• _Aim_:
Here are some records. Copy each one exactly.

• _Working data_:
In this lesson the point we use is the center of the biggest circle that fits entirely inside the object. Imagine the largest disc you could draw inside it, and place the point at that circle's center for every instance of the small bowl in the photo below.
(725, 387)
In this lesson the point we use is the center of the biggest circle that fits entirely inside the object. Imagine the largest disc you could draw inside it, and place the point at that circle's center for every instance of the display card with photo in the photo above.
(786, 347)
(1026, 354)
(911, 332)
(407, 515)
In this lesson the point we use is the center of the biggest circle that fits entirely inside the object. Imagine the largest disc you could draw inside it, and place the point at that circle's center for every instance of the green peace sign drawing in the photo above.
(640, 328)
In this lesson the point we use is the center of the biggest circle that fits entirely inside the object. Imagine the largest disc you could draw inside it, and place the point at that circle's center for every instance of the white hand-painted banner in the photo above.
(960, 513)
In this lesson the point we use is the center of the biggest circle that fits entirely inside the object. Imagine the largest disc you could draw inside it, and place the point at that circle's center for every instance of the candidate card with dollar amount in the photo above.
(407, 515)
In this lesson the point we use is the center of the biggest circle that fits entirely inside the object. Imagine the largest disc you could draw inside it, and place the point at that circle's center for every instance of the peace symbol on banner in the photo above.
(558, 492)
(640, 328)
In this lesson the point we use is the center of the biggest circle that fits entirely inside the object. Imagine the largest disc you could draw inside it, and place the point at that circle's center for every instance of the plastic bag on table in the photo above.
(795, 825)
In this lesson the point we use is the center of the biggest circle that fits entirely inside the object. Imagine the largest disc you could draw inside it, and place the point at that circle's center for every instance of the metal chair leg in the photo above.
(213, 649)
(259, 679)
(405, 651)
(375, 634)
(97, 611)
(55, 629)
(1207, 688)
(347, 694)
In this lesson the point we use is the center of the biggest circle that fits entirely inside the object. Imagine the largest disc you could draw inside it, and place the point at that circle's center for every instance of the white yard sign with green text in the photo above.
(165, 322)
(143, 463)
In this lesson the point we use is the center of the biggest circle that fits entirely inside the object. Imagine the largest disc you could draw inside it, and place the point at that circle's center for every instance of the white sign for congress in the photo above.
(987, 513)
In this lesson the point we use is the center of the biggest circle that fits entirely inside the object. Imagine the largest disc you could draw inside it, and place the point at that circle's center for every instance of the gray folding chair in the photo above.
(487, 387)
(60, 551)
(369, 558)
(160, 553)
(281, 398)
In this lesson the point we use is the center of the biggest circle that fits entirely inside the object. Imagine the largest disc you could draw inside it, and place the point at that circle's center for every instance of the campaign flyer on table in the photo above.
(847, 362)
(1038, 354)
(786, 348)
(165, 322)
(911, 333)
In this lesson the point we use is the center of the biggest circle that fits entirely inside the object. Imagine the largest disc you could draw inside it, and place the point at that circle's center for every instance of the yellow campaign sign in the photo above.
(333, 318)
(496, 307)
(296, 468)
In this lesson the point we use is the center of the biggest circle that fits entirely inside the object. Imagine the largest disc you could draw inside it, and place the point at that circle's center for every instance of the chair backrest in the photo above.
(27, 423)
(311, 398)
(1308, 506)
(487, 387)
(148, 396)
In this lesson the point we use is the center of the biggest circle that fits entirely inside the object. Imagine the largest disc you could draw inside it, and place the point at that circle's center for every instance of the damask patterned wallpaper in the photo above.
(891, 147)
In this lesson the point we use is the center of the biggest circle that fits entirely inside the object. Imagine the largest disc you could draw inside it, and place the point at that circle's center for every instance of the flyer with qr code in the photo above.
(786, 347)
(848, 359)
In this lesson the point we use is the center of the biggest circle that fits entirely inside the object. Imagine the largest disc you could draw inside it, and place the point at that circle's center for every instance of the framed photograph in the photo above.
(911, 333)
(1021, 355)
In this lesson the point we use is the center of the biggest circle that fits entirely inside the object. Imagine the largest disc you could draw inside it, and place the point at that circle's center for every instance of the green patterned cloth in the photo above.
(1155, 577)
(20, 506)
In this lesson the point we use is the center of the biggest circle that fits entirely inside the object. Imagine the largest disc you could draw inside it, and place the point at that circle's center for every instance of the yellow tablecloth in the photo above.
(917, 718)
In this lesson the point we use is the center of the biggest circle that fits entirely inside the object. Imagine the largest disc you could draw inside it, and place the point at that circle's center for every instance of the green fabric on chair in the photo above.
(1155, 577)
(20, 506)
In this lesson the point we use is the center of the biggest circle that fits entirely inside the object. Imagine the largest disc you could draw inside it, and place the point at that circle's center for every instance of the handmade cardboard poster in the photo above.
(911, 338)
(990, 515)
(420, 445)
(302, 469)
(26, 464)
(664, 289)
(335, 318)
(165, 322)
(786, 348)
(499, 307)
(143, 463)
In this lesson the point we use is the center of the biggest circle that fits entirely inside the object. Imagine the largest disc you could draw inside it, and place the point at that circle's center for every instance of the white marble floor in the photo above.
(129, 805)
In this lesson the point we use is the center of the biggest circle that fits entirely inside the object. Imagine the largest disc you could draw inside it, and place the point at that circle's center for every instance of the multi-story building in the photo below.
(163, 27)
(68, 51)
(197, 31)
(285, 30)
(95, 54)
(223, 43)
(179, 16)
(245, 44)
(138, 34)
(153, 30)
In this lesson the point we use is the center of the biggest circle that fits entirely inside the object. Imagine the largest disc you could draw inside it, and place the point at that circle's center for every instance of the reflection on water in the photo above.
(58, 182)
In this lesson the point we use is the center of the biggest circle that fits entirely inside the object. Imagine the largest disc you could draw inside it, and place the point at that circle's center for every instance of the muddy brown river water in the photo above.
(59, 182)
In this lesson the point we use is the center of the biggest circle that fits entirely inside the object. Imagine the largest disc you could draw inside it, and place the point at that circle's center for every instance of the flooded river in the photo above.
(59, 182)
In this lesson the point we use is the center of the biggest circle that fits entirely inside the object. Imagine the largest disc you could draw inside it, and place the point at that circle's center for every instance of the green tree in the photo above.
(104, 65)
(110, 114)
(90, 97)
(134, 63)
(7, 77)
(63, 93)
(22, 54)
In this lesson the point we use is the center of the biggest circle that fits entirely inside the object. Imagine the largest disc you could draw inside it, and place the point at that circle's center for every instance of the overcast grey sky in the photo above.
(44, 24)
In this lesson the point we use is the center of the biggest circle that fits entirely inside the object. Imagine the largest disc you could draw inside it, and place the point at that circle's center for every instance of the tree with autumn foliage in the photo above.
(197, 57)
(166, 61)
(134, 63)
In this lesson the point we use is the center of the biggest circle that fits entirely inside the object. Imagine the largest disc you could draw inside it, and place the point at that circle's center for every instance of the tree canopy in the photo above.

• _Problem solution_:
In this lesson the point we use is the center of the biggest circle that fits entirely inside the object. Imagine the largest disc you could draw inside it, and place the point at that circle's center for every instance of the small bowl in the photo below.
(725, 387)
In this lesson the point we use is the center of the biggest circle that fits entirely inside the object. Imagine the largest disc you could draw inside it, and place the point at that circle's center for every instance of the display card with photo in the photo above.
(786, 347)
(1026, 354)
(911, 332)
(407, 515)
In this lesson the point we use is the center of the biggest circle that fits entirely inside the object. Imagine the largest disc you could draw inside it, and place the point at that circle's center for every instance of the green peace sign drawing in the photo above.
(640, 328)
In this lesson the point we use is the center of the biggest circle that fits entirely inside the object. Imagine the largest disc you could draw inside it, and place the point at that circle's center for every instance of the white hand-painted banner in the photo above.
(960, 513)
In this lesson the point we use is the center of the biggest circle that fits entirely inside the object. Imagine the largest disc you could draw inside it, and place the point at that circle's center for every instance of the candidate card with dollar amount in the photo above.
(407, 515)
In this lesson the point we use is the center of the biggest circle that fits entirely inside the object. Imagine the largest disc you could draw inside it, and place the point at that circle's center for every instance of the peace symbol on banner in the photo above.
(558, 492)
(640, 328)
In this lesson the point we use is the center of the biggest circle that fits entirely inside the object. Imagine the largest disc you could draw inside it, and place the point at that circle's center for every instance of the plastic bag on table in the photo above.
(795, 825)
In this lesson the point we use is the center of the biggest circle that fits entirely inside the object. Imagine the largest disc you could draw inside it, and place the point at that circle's center for every instance of the metal chair leg in the photo above.
(213, 649)
(259, 679)
(405, 651)
(375, 634)
(97, 611)
(55, 629)
(1207, 688)
(347, 694)
In this lesson the point we use is the center of the biggest circle that fits entirely inside the object. Imagine the largest disc you could draw inside it, and place the point at that circle's center for every instance of the white yard sign with green text in the photo above.
(165, 322)
(143, 463)
In this lesson the point we use is the center of the biggest circle that fits entirely inside the object. Imagine the largest disc you could draw inside it, and place the point at that circle's center for every instance of the white sign for congress in the photo above.
(987, 513)
In this lesson the point we use is the center of the biggest circle that fits entirely inside the object. Imagine the largest disc you could draw inside it, and place the point at that circle's center for every instance of the gray folding chair in the photo above.
(487, 387)
(60, 551)
(369, 558)
(160, 553)
(281, 398)
In this lesson the point we use is the center of the biggest circle that fits entirely inside the object. Imagine the largest disc you could draw inside it, and place the point at that circle's center for every instance of the campaign flyer on table in the photo above.
(847, 362)
(1038, 354)
(786, 348)
(165, 322)
(911, 333)
In this lesson the point we use is the center of the biggest circle that fits entirely inside the object. Imagine the largest disc you could draw inside it, and place the point at that circle's center for every instance of the yellow campaign sign in the photo above.
(333, 318)
(496, 307)
(296, 468)
In this lesson the point we use is the center of the biggest circle that fits entirely inside the object. Imagine the largest disc you could draw inside it, and place the point at that circle's center for every instance of the chair backrest in the photo above.
(27, 423)
(311, 398)
(1308, 506)
(487, 387)
(148, 396)
In this lesson the point we use is the center of the biggest circle that fits entirely inside the object. Imagine the largest disc you could draw inside it, and place the point at that circle's center for every instance of the damask patterned wallpaper in the photo above.
(891, 147)
In this lesson the point we use is the center of the biggest circle that fits entirely inside the object. Imagine the largest disc you could draw inside it, and place the point at that circle's center for every instance of the flyer with qr code in the photo above.
(786, 347)
(848, 359)
In this lesson the point we use is the center of the biggest circle that fits entirely inside the object. Imagine the largest disc you could draw inside it, and place the point at that circle's center for every instance of the framed photograph in the photo above.
(911, 333)
(1021, 355)
In this lesson the point we use is the center of the biggest circle that fits entirely inside the object. Imagine the largest disc you could draw inside it, and place the point at that circle's center for every instance of the green patterned cloth in the photo above.
(1155, 577)
(20, 506)
In this lesson the point we use is the center of the biggest circle that fits entirely inside the object. Imagine the largest disc you could draw inside it, and place the point at that circle's center for every instance of the yellow tablecloth in the photo above.
(917, 718)
In this lesson the point we use is the center of the biggest circle that fits entirely inside the object. Imagine the largest disc you could draw inside it, and place the point at that circle's center for every instance of the green fabric on chair in the photo above.
(1155, 577)
(20, 506)
In this lesson the point we use is the center of the biggest circle that fits entirely inside the object. Imagine the largest disc you could draw inside it, and place the point at that circle's center for every instance of the handmade cardboard poster in the photo above.
(911, 338)
(990, 515)
(420, 445)
(302, 469)
(26, 464)
(664, 289)
(335, 318)
(165, 322)
(786, 348)
(499, 307)
(143, 463)
In this lesson the point we use is the center of the biggest circle that fits entirely inside the object. Imagine the largest disc you could draw inside it, and place the point at that circle's center for every instance of the white marble floor in the photo above.
(129, 805)
In this lesson the point we use is the center of the biggest circle that fits entirely inside the object. Imagine the largest disc you could draw inside it, and place the point at that circle's center for every instance of the multi-story building in the photo below.
(163, 27)
(68, 51)
(197, 31)
(285, 30)
(95, 54)
(223, 43)
(179, 16)
(245, 44)
(138, 34)
(153, 30)
In this lesson the point we use is the center of the biggest circle that fits entirely inside the object. Imagine the largest disc you could draw inside it, and place the point at that circle's center for every instance of the reflection on water in the photo above.
(58, 182)
In this lesson the point we use is the center of the biggest circle that fits entirely inside the object. Imagine the largest disc you could draw inside it, and place the point at that circle's center for every instance of the muddy brown river water in the photo above.
(59, 182)
In this lesson the point we use is the center of the biggest circle that fits entirely inside the object. Imagine the largest disc you could draw inside it, and place the point at that circle's center for every instance of the flooded river in the photo above.
(59, 182)
In this lesson the point we use is the center of the biggest circle that fits entirely inside the object. Imagine the largest disc you could draw inside it, and place the point at that circle's center for every instance of the green tree in the photo above.
(104, 65)
(110, 114)
(90, 97)
(134, 63)
(7, 77)
(63, 93)
(22, 54)
In this lesson the point we use is the center of the biggest circle that fits entirely inside the object. Imagine the largest disc you could draw inside it, and place the point at that circle's center for every instance of the overcast grey sky in the photo above.
(44, 24)
In this lesson the point we use is the center of the biggest circle that fits entirely inside the object. Imagine the largest disc you could draw inside it, and place the point at that circle's center for every instance of the tree with autumn foliage in the photo above.
(197, 57)
(166, 61)
(134, 63)
In this lesson the point we use is the center of the biggest circle that fits entirely inside the object. Imagine the largest disc you could draw inside it, and place the point at that circle's center for every instance of the tree canopy in the photo above.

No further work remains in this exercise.